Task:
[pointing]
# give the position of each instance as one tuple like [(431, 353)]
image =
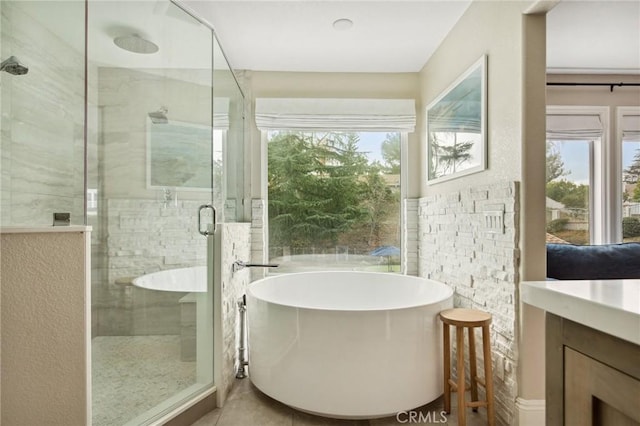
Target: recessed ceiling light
[(342, 24)]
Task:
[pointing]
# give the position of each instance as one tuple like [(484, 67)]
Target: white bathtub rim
[(447, 292), (197, 273), (338, 416)]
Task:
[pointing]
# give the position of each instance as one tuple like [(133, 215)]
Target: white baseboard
[(530, 412)]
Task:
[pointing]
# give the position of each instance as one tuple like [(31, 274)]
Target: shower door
[(153, 169)]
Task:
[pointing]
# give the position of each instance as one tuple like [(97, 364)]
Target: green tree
[(315, 190), (391, 153), (555, 165), (632, 173)]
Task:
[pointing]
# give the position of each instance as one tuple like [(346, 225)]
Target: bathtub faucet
[(239, 264)]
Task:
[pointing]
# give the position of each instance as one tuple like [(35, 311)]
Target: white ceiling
[(400, 36)]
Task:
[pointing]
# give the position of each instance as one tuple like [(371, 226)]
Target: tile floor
[(247, 406), (126, 384)]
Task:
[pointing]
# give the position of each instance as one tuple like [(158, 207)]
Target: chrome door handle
[(206, 232)]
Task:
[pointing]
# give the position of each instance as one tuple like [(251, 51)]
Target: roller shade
[(221, 113), (567, 127), (373, 115), (631, 128)]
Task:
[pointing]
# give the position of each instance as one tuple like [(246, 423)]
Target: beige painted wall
[(515, 46), (45, 372), (259, 84)]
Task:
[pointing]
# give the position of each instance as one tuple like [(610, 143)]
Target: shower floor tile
[(132, 374), (247, 406)]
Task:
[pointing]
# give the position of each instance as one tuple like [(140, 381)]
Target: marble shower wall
[(42, 128)]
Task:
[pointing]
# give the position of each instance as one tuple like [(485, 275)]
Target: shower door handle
[(206, 232)]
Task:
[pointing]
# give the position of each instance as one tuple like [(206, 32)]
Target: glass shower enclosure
[(165, 128)]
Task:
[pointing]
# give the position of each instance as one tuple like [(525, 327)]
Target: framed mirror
[(456, 127)]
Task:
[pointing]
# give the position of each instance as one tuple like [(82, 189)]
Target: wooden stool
[(461, 319)]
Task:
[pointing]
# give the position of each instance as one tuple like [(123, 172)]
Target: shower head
[(136, 44), (160, 116), (13, 66)]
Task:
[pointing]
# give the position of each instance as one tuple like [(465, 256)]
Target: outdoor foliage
[(555, 165), (323, 191), (630, 227), (633, 171)]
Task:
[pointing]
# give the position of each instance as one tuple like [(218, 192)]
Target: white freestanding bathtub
[(347, 344)]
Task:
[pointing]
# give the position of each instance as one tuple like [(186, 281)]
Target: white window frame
[(264, 190), (601, 175), (617, 167)]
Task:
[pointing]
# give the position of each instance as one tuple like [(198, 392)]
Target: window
[(575, 187), (568, 189), (334, 181), (334, 200), (593, 188)]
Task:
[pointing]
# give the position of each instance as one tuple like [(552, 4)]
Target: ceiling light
[(342, 24)]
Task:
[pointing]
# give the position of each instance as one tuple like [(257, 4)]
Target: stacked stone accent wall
[(469, 240)]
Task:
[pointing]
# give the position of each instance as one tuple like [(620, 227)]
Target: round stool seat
[(461, 317), (468, 319)]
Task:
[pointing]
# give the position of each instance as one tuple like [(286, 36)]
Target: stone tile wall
[(236, 245), (469, 240), (42, 129)]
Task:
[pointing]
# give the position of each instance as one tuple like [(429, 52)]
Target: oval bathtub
[(347, 344), (192, 279)]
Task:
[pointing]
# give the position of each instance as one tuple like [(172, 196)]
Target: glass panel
[(228, 116), (150, 168), (568, 191), (42, 110), (630, 190), (334, 200)]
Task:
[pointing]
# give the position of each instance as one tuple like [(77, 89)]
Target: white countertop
[(611, 306)]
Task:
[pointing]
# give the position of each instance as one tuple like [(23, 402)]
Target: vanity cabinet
[(592, 378)]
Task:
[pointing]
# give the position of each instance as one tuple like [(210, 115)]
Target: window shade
[(373, 115), (631, 128), (566, 127)]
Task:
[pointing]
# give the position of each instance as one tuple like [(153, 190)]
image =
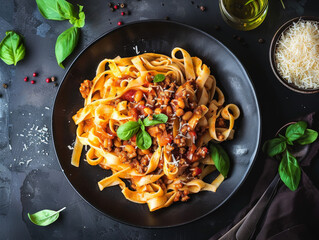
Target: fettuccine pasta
[(164, 162)]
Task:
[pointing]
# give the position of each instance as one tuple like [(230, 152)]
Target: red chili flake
[(205, 149), (202, 8), (197, 171)]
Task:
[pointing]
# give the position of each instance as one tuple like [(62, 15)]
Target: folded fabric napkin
[(290, 215)]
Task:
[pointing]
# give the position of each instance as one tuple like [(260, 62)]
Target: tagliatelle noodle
[(98, 120)]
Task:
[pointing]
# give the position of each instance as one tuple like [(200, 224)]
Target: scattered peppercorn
[(261, 40)]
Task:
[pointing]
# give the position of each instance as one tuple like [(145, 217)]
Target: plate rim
[(245, 72)]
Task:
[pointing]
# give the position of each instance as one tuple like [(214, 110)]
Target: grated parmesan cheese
[(297, 54)]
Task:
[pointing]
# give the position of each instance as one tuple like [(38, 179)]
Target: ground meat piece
[(85, 88)]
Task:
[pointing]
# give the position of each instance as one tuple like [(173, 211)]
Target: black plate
[(160, 37)]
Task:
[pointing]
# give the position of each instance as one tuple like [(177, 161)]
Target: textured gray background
[(29, 186)]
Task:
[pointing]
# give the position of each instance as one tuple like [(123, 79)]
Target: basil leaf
[(157, 119), (128, 130), (289, 171), (44, 217), (296, 130), (220, 158), (143, 140), (159, 78), (65, 44), (309, 137), (78, 21), (56, 9), (12, 48), (274, 146)]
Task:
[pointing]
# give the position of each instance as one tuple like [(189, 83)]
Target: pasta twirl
[(146, 86)]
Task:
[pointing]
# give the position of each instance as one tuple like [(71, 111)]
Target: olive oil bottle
[(244, 14)]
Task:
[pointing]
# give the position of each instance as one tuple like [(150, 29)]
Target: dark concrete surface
[(30, 177)]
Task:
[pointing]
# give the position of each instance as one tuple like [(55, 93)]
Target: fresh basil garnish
[(65, 44), (143, 140), (44, 217), (78, 21), (157, 119), (274, 146), (63, 10), (159, 78), (309, 137), (128, 130), (289, 171), (56, 9), (220, 158), (12, 48), (295, 131)]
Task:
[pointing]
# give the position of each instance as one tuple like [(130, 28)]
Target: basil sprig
[(12, 48), (66, 43), (63, 10), (220, 158), (159, 78), (143, 139), (289, 169), (45, 217), (128, 130), (157, 119)]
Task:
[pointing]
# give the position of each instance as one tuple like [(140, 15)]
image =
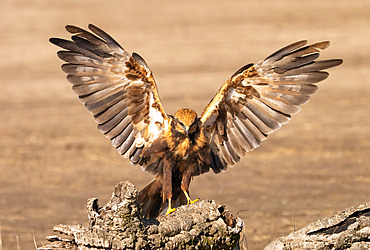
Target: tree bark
[(349, 229), (119, 225)]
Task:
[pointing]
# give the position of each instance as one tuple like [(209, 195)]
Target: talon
[(188, 198), (170, 209)]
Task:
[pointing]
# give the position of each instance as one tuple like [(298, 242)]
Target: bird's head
[(186, 121)]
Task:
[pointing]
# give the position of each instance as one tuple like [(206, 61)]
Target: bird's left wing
[(259, 98), (117, 88)]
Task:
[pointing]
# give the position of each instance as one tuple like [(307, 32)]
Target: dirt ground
[(53, 158)]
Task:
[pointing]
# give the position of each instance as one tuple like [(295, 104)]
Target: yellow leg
[(170, 209), (188, 198)]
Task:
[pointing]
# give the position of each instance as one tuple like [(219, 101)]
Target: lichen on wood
[(120, 225), (349, 229)]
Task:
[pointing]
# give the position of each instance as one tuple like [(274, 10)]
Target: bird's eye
[(180, 126), (192, 128)]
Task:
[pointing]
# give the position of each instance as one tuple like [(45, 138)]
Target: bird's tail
[(151, 201)]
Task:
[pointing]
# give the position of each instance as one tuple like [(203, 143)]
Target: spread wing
[(117, 88), (261, 97)]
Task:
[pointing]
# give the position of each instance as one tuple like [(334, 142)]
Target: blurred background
[(52, 157)]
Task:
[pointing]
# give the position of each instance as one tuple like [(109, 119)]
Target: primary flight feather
[(118, 88)]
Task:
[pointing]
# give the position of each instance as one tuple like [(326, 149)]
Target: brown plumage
[(120, 91)]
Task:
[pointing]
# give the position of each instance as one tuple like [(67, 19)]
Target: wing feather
[(117, 88), (259, 98)]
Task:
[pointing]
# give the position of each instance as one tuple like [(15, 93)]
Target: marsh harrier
[(119, 90)]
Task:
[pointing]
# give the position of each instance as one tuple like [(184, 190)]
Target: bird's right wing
[(118, 89)]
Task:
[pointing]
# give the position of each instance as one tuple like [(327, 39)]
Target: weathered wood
[(119, 225), (349, 229)]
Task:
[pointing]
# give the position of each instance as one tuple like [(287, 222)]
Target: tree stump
[(119, 225), (349, 229)]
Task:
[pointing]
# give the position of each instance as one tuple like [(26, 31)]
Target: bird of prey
[(119, 90)]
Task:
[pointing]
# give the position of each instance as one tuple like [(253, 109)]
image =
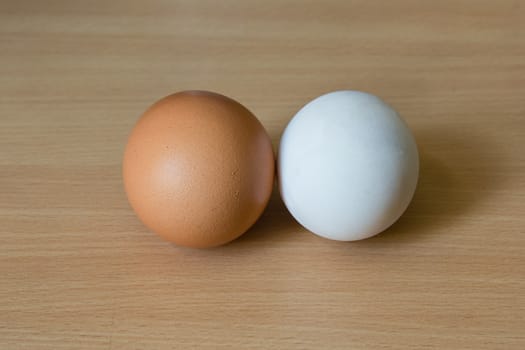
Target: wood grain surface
[(79, 271)]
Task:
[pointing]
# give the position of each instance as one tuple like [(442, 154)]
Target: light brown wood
[(79, 271)]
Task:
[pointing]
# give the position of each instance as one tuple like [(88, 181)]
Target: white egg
[(348, 166)]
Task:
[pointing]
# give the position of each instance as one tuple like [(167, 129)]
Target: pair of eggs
[(199, 167)]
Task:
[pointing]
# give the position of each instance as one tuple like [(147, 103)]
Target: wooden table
[(79, 271)]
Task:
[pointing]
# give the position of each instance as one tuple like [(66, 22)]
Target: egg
[(348, 166), (198, 169)]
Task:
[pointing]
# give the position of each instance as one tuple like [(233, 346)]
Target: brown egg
[(198, 168)]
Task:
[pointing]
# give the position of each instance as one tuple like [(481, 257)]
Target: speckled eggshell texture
[(198, 169)]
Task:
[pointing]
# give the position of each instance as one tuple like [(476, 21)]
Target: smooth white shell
[(348, 166)]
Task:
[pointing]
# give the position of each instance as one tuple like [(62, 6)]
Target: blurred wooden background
[(79, 271)]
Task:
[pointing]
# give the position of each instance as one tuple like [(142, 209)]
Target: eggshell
[(198, 168), (348, 166)]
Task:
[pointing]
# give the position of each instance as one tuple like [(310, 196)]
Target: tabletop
[(79, 271)]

### Work instructions
From the listing above, copy out every line that contains the word "handle". Matches must have the same uppercase and lowercase letters.

### Exercise result
Target: chrome door handle
Target: shower door handle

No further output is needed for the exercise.